TASK REQUIREMENTS: Pull every line with "windshield" from the data below and copy it.

PROVIDED ENTRIES:
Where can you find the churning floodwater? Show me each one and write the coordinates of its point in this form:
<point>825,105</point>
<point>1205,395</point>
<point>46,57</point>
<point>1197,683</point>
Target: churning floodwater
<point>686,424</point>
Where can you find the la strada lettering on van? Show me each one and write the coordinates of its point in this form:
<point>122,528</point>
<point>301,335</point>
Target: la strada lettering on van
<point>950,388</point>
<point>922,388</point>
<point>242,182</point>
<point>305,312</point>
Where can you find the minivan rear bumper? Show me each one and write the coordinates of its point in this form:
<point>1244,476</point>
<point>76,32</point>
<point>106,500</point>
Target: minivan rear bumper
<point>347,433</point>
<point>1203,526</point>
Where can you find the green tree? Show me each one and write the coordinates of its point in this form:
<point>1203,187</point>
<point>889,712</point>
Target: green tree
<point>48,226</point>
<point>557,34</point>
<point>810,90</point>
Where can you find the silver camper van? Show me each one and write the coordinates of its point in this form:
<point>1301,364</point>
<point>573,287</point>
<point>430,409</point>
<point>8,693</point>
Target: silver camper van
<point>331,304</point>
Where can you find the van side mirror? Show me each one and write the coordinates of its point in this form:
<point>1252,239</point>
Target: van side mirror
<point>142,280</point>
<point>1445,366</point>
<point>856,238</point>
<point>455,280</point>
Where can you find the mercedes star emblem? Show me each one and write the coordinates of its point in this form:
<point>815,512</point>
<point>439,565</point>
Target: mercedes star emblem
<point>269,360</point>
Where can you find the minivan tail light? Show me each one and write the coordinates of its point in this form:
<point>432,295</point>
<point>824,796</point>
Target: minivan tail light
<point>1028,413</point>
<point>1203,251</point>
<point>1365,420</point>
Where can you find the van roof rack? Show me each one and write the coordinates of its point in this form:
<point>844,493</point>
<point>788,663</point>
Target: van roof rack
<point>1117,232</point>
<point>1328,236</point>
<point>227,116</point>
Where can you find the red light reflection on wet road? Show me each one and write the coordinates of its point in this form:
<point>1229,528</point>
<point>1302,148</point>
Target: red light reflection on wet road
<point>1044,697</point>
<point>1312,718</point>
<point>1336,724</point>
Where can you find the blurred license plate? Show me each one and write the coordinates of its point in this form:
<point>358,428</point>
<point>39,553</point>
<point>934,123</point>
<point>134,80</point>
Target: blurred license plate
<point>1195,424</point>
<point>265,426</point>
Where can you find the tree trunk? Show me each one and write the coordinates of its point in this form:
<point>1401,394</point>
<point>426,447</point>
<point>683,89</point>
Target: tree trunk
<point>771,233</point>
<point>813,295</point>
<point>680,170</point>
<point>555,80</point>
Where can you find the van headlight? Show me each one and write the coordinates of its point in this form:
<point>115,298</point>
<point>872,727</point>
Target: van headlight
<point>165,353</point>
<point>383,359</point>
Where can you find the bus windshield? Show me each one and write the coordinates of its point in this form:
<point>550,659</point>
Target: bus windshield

SOLUTION TO THE EXERCISE:
Where can you find the bus windshield? Show me each one and write the coordinates of its point in this form:
Target: bus windshield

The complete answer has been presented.